*DIRECTIONS*. Using the data below, return the stretch from the line that contains "Target: orange half" through the line that contains "point_to(query) puts a dot on the slice of", both included, exactly as it stands and nothing beyond it.

*RECORDS SUPPLIED*.
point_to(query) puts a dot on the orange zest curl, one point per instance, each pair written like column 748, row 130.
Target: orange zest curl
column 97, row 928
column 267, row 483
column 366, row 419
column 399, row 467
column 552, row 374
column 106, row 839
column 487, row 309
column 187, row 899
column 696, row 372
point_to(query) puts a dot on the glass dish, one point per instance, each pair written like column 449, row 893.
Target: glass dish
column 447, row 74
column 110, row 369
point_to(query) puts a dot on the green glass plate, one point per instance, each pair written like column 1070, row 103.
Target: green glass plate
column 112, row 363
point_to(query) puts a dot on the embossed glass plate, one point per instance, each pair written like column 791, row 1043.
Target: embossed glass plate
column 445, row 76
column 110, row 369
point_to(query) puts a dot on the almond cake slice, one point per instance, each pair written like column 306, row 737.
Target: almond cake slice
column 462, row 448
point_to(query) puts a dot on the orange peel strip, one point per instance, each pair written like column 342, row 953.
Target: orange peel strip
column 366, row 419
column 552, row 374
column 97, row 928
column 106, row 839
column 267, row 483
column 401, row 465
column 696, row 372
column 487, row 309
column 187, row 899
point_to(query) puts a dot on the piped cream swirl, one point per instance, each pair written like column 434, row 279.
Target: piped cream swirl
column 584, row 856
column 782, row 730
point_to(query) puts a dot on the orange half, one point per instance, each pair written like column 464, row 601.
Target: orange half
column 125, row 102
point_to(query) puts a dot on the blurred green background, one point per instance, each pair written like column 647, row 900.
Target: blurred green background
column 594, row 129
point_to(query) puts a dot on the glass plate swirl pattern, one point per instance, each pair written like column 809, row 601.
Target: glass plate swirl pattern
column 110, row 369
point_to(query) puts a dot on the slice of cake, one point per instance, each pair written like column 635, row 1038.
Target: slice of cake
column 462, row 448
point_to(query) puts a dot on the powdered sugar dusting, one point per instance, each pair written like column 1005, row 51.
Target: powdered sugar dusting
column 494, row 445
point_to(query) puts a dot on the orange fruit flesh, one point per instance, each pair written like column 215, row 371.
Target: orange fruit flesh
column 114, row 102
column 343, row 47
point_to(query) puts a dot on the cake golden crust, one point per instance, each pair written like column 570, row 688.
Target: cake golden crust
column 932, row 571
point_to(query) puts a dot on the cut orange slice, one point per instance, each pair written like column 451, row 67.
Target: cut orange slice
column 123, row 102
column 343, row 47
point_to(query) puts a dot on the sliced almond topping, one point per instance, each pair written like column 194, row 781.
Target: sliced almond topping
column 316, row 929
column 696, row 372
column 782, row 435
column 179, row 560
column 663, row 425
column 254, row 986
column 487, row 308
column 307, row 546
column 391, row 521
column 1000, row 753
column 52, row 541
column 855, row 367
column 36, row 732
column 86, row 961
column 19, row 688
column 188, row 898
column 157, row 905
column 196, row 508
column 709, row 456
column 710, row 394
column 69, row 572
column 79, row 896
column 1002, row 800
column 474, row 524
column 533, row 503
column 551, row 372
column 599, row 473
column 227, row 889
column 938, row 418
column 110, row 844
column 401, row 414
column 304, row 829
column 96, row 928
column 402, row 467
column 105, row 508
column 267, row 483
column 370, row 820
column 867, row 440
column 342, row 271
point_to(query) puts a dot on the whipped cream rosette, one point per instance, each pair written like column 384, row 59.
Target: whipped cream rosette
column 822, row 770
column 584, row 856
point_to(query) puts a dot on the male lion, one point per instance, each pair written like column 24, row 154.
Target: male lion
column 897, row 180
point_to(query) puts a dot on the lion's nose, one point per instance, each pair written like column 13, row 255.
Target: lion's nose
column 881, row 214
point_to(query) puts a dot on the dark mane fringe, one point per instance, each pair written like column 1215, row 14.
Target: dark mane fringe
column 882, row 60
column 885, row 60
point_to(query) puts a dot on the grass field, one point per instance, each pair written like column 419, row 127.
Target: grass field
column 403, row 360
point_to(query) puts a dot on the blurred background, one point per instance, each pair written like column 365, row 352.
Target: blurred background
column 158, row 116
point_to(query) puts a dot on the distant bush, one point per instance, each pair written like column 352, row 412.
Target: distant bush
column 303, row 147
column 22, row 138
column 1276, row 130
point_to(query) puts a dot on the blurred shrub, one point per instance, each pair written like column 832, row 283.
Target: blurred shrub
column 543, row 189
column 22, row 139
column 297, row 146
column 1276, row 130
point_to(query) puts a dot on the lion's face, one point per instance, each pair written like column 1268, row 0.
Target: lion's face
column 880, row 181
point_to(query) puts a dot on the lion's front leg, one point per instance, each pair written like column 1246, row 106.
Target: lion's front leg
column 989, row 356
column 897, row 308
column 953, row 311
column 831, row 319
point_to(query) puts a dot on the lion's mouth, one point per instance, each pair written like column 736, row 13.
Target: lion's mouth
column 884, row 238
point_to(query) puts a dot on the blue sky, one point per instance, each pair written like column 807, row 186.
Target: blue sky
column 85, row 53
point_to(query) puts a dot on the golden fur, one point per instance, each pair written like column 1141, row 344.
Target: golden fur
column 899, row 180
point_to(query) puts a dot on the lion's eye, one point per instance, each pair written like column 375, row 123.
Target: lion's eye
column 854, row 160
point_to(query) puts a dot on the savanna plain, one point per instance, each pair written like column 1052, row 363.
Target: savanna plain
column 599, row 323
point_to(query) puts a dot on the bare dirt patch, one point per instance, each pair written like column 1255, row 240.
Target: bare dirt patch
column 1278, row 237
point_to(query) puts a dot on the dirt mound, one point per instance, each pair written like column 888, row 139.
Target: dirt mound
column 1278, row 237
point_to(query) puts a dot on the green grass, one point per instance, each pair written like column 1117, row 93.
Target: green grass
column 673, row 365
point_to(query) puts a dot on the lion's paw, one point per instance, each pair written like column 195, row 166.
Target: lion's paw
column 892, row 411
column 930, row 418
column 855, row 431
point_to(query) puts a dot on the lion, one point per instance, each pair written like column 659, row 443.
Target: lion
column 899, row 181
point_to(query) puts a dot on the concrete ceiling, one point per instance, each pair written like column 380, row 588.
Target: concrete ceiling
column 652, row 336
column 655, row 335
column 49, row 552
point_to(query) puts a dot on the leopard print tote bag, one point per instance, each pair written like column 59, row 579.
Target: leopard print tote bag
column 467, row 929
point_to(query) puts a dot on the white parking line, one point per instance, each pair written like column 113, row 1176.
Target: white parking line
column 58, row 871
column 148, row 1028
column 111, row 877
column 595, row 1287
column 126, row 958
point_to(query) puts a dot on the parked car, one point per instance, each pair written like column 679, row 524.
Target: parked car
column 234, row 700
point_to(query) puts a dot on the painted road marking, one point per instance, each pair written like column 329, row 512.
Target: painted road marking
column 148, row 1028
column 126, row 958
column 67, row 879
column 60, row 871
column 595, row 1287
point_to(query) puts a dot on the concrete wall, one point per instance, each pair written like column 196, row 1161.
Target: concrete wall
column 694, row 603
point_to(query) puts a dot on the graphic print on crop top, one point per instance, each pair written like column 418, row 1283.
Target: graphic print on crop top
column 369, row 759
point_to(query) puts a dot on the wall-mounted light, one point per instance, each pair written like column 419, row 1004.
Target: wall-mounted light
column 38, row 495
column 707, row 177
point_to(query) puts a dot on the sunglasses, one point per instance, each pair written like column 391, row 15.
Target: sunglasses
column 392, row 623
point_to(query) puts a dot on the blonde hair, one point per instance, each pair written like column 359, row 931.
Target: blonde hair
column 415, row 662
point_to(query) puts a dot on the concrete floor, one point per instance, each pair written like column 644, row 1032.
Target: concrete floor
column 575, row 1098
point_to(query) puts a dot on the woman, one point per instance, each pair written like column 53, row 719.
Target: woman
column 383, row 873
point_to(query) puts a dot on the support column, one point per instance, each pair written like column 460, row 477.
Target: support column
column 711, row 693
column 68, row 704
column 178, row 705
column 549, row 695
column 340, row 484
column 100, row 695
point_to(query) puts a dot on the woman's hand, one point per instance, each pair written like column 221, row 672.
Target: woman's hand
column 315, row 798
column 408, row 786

*ANSWER BOX*.
Target: orange half
column 125, row 102
point_to(query) puts a dot on the blurred green background, one point per instance, each pair written like column 647, row 900.
Target: blurred green background
column 594, row 129
point_to(query) puts a dot on the glass plate swirl pattern, one point per instance, each pair written like column 809, row 601.
Target: glass plate swirl pattern
column 110, row 369
point_to(query) puts a dot on the slice of cake, one point per instance, each pair written like column 635, row 1038.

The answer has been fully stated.